(Position identification records)

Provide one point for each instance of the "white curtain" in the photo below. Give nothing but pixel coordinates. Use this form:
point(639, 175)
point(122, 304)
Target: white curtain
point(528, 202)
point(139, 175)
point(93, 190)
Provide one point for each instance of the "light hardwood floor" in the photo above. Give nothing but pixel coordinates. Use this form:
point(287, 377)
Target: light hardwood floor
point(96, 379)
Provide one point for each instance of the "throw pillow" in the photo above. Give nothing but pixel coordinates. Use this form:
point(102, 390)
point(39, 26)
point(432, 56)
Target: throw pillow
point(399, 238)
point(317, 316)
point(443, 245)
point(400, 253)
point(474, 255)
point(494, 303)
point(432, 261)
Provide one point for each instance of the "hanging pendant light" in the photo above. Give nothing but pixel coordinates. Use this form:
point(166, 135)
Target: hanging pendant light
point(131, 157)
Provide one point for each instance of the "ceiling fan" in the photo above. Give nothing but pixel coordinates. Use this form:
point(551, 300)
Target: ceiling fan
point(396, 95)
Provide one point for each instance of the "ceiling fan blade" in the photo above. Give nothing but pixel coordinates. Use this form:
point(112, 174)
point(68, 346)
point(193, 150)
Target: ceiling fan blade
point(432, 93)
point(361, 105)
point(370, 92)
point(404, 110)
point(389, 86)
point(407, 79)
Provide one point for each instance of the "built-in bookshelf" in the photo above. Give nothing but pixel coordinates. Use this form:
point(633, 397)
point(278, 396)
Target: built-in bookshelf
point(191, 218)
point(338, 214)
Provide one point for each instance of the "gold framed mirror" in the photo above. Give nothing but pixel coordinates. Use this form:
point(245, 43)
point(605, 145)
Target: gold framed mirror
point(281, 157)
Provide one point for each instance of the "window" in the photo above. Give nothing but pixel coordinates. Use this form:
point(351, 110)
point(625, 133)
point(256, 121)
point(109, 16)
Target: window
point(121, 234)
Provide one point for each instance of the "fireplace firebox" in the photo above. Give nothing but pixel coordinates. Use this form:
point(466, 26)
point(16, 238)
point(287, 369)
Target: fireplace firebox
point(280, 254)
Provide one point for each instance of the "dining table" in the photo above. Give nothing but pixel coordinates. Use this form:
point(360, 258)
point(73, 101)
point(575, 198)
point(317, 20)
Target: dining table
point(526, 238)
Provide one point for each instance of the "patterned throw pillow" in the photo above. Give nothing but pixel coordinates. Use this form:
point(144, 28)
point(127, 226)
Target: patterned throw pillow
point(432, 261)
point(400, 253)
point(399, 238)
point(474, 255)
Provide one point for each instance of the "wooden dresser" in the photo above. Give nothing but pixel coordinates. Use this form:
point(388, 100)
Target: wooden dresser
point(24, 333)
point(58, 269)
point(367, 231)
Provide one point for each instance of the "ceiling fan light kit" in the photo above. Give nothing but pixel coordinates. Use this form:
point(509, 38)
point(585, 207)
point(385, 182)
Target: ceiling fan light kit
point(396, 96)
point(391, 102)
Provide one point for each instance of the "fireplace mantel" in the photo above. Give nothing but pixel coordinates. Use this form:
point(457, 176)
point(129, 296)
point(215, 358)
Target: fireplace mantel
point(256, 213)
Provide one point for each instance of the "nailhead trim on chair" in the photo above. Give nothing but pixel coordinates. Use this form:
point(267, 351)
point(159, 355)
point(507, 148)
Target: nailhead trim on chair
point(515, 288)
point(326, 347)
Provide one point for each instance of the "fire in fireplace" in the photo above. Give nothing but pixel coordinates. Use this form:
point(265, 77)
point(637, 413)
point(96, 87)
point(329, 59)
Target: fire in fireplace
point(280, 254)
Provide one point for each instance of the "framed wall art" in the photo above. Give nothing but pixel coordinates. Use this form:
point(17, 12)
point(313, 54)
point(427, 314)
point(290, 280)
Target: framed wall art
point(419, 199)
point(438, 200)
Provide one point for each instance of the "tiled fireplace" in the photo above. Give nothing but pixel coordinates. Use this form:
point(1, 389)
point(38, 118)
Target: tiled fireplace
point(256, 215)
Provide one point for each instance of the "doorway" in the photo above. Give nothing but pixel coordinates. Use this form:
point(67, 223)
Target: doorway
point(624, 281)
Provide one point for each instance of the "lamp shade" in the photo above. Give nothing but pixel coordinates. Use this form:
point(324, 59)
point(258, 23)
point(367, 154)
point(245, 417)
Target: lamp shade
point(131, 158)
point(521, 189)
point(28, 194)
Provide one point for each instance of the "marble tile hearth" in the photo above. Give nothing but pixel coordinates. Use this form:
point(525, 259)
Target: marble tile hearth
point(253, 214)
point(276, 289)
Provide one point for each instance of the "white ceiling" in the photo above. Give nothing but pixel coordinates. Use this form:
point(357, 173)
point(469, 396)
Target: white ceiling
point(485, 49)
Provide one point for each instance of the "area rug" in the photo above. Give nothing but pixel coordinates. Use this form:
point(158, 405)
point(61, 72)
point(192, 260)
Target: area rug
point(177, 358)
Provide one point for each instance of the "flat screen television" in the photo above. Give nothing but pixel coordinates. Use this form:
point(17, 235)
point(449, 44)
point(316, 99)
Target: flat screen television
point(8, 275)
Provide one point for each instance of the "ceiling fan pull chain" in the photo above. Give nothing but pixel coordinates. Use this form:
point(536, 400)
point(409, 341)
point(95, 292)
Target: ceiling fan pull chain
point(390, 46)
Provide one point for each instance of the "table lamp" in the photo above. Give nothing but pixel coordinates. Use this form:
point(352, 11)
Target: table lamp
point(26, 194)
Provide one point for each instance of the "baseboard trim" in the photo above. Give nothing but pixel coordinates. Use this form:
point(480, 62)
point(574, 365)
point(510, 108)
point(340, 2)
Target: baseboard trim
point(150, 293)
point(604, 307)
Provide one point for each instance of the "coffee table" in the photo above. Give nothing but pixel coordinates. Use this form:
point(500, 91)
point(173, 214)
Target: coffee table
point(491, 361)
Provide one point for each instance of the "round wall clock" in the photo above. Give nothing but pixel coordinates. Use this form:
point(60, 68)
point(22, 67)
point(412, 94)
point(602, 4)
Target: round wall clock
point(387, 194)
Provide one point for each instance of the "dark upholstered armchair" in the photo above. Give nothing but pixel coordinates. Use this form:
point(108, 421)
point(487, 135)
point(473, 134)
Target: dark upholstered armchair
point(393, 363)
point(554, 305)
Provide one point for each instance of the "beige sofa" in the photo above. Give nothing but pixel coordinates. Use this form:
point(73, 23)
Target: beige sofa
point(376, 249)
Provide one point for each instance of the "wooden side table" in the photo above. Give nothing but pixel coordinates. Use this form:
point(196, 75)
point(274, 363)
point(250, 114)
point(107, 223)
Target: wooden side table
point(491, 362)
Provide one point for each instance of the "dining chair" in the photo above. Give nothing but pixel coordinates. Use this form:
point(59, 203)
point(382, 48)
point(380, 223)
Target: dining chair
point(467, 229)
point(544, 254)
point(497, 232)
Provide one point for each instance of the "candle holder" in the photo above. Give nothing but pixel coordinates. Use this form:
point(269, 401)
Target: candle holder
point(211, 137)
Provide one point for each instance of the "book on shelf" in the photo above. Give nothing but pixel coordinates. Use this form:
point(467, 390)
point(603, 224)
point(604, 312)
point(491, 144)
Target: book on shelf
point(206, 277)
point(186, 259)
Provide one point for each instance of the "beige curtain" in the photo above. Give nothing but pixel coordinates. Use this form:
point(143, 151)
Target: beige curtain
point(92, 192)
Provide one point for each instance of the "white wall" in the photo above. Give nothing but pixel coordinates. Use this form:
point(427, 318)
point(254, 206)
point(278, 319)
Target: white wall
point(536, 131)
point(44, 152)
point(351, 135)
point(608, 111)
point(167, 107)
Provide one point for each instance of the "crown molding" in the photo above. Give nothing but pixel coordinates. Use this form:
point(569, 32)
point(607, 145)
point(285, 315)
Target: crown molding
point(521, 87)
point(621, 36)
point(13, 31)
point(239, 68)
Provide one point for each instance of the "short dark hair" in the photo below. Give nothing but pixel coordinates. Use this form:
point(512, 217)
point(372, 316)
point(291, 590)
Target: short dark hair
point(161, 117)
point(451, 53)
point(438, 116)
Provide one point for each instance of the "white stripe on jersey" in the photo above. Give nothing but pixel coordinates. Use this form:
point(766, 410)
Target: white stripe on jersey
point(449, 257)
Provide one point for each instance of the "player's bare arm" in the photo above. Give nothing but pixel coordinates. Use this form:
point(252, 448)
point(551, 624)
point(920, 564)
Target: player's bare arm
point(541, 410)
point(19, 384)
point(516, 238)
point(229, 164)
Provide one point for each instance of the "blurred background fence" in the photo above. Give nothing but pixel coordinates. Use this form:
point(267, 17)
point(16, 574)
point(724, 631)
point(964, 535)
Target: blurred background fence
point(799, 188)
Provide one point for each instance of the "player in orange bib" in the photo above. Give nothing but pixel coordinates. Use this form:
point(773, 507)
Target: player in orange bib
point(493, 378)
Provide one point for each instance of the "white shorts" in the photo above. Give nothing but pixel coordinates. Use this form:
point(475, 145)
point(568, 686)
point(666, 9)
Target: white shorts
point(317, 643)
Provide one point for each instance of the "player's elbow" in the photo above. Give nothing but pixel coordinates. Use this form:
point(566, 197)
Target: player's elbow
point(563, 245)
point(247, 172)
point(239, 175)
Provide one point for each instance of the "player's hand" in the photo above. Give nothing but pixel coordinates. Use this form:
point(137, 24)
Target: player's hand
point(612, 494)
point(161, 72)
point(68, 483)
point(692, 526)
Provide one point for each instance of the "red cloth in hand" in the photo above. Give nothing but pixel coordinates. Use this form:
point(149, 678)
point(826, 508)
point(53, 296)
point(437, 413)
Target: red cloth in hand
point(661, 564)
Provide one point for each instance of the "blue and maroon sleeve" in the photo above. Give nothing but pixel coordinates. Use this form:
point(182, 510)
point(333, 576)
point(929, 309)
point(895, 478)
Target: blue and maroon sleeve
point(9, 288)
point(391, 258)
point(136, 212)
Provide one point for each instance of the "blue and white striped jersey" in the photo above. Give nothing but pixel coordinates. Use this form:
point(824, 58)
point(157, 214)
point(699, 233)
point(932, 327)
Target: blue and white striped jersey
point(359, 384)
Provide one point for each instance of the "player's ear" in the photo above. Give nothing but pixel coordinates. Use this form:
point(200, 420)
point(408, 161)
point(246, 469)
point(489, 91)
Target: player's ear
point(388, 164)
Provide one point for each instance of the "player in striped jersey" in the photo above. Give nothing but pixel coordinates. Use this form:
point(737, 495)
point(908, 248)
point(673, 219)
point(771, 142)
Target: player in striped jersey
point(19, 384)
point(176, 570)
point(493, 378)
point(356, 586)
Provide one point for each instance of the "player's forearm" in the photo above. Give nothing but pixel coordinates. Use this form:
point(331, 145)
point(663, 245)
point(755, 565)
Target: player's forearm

(SHORT PROBLEM)
Locate each line in the listing above that contains the word "fence", and copy those lines out in full.

(RESULT FOR THIS EXERCISE)
Provide one point for each instance of the "blurred background fence" in the photo above. Give nothing but pixel coordinates. Use this form:
Target: blurred background fence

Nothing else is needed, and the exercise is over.